_Task prompt_:
Reproduce verbatim the portion of the passage on electric cooling fans from "The secondary fan" to "rise in temperature.".
*** Text block
Most vehicles that use electric cooling fans, as opposed to engine-driven fans, typically have two fans mounted on the engine side of the radiator.
One fan serves as the main engine-cooling fan, while the other cools the air conditioning condenser. The main cooling fan is activated when the engine temperature exceeds a predetermined level; in most vehicles, this is between 200 and 220 degrees F.
The secondary fan activates when the air conditioning compressor activates. Due to the release of heat by the air conditioning condenser, the main engine-cooling fan activates as well and runs continuously in unison with the air conditioning fan.
Caution should always be observed when working around the engine cooling fan because it is wired to activate any time the engine temperature demands it to do so. Even with the engine off, the fan may activate.
The engine-cooling fan activates only when the vehicle is at a stop or at slow speeds. When the vehicle is moving, there is sufficient air flowing through the radiator to cool the engine. When the vehicle is at rest, no air is flowing through the radiator, and the temperature begins to rise; thus, the fan activates to limit the rise in temperature.
******
*** Recorded information
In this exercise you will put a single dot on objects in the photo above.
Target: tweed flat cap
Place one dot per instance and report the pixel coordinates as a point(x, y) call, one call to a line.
******
_Output of the task_:
The secondary fan activates when the air conditioning compressor activates. Due to the release of heat by the air conditioning condenser, the main engine-cooling fan activates as well and runs continuously in unison with the air conditioning fan.
Caution should always be observed when working around the engine cooling fan because it is wired to activate any time the engine temperature demands it to do so. Even with the engine off, the fan may activate.
The engine-cooling fan activates only when the vehicle is at a stop or at slow speeds. When the vehicle is moving, there is sufficient air flowing through the radiator to cool the engine. When the vehicle is at rest, no air is flowing through the radiator, and the temperature begins to rise; thus, the fan activates to limit the rise in temperature.